> **Exercise**: Using the listing that follows, return every line with the word "metal".

> **Materials provided**:

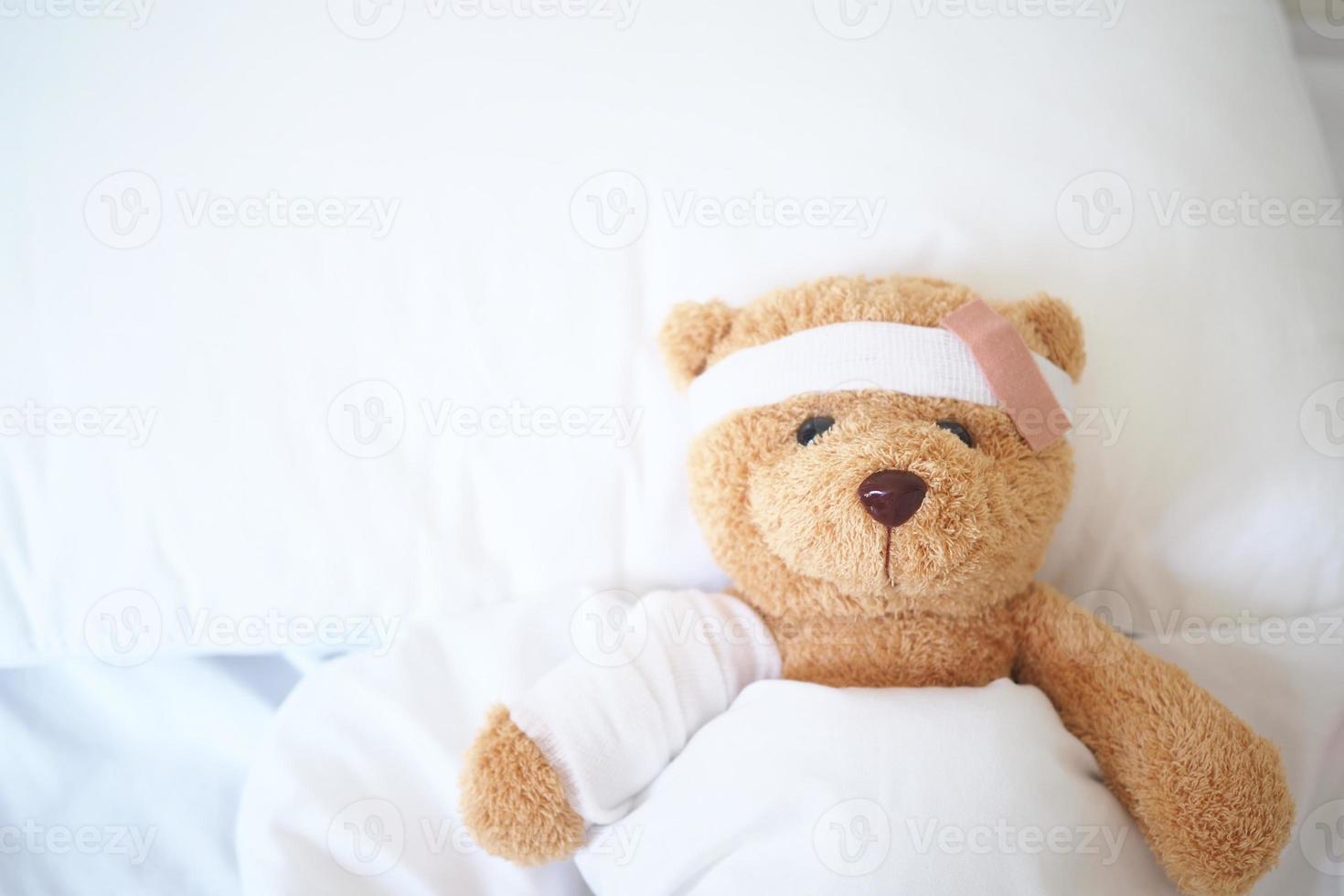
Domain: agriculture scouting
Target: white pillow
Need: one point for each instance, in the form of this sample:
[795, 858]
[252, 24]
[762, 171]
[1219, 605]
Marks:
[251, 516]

...

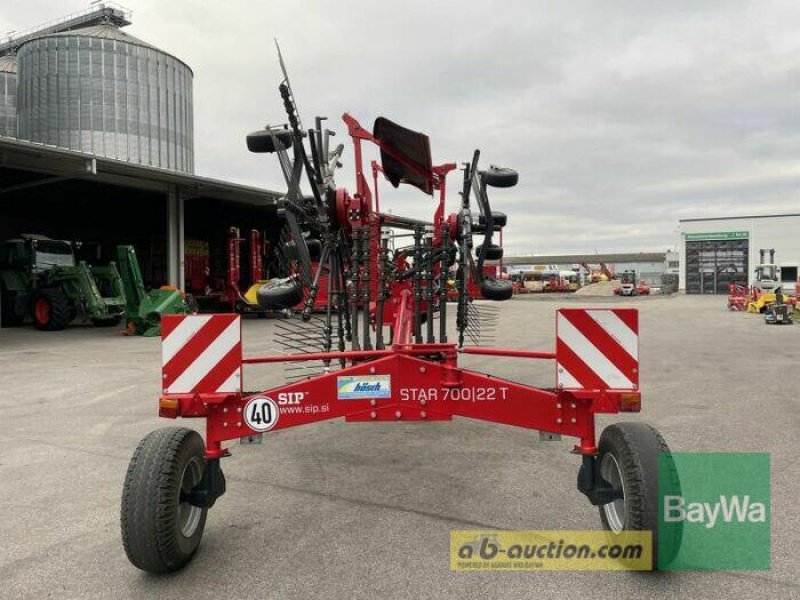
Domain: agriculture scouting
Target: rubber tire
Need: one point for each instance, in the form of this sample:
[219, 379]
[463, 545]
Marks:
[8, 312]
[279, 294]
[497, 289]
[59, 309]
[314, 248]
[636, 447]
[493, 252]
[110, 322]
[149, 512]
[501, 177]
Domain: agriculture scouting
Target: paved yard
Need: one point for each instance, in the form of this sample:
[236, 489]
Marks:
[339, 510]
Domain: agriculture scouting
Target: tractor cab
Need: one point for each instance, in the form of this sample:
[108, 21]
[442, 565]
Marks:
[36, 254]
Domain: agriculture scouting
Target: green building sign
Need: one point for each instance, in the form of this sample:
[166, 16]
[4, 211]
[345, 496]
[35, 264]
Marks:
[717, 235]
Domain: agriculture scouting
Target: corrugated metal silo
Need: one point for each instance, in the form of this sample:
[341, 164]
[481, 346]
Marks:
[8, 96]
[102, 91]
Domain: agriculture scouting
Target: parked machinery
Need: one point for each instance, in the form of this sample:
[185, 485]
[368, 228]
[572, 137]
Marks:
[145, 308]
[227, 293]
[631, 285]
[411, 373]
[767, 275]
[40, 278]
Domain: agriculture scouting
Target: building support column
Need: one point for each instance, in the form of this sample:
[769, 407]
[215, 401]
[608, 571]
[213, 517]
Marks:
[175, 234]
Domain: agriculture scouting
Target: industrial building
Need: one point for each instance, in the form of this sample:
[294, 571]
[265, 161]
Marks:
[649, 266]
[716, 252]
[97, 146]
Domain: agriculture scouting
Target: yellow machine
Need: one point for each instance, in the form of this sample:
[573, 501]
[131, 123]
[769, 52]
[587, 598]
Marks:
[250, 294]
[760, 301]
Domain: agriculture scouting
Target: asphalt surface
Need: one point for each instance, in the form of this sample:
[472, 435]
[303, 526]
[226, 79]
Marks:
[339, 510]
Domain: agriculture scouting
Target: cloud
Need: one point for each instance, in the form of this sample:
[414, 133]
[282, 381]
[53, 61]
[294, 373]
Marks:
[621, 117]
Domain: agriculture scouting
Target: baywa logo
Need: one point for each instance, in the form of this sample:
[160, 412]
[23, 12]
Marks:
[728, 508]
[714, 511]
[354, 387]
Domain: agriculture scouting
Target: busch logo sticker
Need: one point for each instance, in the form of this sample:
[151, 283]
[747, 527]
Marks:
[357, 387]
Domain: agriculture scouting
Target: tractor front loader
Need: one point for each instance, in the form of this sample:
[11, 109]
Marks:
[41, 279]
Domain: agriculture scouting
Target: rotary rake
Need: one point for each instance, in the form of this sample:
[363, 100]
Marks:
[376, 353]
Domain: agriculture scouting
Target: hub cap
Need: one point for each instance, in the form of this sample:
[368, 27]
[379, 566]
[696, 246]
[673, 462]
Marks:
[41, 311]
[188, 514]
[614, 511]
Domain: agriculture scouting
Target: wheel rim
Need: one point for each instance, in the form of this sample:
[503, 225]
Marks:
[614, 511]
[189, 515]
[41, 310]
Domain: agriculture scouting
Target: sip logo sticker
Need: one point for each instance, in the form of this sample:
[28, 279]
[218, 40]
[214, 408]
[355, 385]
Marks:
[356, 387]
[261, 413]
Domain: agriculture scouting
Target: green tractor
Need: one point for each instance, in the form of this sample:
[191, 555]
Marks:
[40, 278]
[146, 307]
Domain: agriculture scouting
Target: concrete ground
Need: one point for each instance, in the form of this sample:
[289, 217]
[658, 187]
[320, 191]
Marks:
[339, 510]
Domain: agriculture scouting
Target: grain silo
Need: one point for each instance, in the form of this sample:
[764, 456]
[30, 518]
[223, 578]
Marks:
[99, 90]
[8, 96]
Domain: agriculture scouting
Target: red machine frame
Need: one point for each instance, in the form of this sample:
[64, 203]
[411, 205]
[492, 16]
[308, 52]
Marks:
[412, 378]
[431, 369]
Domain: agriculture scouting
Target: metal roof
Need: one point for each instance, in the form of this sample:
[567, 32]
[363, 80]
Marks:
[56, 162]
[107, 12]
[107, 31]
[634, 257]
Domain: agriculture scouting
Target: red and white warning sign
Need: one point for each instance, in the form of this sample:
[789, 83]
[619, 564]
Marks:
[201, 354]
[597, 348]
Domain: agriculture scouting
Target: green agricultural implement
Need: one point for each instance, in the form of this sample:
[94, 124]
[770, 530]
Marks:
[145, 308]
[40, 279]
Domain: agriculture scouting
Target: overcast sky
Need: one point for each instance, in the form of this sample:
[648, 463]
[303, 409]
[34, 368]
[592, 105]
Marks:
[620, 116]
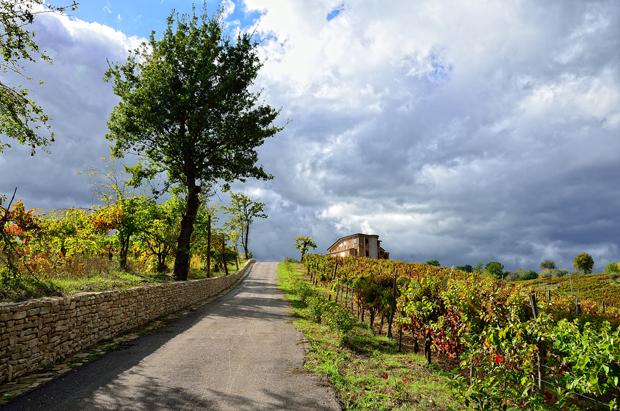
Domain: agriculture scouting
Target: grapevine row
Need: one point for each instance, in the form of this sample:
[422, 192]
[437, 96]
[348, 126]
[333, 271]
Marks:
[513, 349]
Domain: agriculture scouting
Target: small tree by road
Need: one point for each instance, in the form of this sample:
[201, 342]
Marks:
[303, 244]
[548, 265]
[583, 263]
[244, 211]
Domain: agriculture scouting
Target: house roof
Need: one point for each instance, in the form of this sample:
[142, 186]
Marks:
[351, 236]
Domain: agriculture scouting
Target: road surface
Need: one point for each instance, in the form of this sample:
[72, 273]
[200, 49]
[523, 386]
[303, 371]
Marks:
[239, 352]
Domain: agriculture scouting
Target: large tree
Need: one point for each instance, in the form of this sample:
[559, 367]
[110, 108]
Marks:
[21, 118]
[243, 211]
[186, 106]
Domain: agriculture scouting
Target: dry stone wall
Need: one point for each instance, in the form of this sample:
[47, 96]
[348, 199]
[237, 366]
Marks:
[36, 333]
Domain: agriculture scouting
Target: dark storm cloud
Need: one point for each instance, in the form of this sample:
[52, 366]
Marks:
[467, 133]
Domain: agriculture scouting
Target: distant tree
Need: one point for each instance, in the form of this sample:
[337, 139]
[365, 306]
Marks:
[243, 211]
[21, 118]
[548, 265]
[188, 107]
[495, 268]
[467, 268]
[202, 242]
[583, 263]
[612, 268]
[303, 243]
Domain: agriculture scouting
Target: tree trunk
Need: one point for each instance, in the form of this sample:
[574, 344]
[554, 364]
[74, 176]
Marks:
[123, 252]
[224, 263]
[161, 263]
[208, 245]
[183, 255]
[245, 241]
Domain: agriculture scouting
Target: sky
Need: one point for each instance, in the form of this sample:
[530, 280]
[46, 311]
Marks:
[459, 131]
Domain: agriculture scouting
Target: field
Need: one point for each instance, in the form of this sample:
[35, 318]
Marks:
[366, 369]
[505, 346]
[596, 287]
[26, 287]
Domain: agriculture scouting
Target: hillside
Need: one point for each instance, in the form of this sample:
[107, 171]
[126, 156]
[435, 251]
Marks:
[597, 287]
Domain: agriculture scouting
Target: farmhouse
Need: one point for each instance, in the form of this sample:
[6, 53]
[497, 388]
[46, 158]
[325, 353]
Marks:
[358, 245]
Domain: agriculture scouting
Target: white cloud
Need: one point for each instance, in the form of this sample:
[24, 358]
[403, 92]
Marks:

...

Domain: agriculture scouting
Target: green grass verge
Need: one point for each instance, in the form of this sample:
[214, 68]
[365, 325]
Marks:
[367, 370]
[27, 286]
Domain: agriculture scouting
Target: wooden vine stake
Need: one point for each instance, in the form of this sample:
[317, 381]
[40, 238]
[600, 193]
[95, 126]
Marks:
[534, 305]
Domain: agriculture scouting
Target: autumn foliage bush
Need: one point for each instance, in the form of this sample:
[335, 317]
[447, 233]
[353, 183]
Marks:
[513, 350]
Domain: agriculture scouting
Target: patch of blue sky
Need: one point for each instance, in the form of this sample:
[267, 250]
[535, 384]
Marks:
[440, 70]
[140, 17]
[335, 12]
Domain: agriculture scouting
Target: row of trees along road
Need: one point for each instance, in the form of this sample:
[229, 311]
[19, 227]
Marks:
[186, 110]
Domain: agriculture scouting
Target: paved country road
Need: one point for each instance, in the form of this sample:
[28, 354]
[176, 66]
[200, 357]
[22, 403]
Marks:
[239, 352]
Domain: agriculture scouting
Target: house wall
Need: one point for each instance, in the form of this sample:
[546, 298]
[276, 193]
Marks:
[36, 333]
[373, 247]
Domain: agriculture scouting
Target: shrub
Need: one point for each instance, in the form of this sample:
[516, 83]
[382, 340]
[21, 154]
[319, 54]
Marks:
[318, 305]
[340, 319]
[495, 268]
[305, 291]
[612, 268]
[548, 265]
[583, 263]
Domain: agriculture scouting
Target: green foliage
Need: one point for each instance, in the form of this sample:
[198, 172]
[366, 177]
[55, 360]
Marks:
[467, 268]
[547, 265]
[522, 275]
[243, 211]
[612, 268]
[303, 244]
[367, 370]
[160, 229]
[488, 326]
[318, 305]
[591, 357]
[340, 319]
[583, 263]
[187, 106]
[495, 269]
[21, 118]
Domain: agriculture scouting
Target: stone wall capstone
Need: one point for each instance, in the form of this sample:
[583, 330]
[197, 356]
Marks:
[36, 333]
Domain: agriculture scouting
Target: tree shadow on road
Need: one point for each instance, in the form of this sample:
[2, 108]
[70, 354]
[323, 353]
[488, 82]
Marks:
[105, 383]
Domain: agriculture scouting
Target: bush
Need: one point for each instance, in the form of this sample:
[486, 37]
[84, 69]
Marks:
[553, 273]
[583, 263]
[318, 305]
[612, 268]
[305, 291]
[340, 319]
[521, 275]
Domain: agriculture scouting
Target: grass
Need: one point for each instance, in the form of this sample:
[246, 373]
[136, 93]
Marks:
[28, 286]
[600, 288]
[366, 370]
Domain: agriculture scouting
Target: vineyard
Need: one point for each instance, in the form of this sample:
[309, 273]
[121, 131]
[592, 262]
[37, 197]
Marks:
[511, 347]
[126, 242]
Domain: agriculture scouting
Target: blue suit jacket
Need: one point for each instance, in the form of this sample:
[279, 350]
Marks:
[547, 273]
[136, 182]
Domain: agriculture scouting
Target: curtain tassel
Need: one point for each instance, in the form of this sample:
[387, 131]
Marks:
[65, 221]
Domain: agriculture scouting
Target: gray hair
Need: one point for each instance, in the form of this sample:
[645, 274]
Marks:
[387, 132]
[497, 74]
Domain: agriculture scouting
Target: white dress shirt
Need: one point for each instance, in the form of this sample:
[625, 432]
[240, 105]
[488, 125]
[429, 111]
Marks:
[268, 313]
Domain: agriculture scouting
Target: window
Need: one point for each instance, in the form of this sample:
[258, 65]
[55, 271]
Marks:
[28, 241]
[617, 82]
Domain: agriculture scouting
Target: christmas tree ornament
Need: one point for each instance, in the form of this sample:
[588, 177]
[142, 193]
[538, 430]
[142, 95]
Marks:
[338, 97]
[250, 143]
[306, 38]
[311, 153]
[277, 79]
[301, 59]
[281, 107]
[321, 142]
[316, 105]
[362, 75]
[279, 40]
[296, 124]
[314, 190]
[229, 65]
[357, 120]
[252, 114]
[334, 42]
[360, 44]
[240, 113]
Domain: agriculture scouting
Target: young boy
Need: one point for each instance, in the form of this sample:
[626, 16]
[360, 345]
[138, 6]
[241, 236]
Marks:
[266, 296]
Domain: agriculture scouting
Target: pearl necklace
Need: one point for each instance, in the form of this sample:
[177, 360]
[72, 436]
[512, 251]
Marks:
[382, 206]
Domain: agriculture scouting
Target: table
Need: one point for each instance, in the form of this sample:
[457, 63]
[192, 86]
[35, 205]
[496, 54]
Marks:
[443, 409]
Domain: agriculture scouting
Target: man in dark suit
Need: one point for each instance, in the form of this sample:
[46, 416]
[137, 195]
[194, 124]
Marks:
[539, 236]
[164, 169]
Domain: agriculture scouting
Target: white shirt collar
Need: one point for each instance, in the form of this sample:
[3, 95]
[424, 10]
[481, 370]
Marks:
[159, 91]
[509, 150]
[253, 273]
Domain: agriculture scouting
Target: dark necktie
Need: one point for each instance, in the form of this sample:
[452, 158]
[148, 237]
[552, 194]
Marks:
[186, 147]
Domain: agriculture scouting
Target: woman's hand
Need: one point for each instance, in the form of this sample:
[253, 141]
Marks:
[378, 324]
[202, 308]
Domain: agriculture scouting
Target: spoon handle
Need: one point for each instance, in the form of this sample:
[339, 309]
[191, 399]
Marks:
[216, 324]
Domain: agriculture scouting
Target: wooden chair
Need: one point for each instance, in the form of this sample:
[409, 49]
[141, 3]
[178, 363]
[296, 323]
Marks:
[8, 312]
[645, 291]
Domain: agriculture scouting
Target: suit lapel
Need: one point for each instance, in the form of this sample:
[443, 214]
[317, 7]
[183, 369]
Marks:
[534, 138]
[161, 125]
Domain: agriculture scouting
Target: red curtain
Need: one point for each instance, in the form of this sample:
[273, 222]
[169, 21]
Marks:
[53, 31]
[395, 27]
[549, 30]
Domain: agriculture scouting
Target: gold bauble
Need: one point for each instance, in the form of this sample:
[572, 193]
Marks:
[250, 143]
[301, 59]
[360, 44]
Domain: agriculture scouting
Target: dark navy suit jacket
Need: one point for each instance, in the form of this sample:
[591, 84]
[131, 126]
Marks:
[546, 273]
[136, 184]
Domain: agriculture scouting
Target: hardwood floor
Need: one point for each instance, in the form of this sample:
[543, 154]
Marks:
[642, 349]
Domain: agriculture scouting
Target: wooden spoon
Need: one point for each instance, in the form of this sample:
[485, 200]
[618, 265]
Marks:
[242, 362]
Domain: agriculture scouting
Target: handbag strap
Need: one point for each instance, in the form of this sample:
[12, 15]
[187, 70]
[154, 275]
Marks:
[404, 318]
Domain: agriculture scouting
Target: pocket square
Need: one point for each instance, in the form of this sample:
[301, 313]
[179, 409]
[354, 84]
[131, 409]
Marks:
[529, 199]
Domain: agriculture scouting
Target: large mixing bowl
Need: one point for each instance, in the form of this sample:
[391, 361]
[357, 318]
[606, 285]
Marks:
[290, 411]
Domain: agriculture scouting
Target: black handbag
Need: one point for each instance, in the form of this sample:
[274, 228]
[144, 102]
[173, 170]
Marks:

> **Reply**:
Target: corrugated metal silo
Target: metal roof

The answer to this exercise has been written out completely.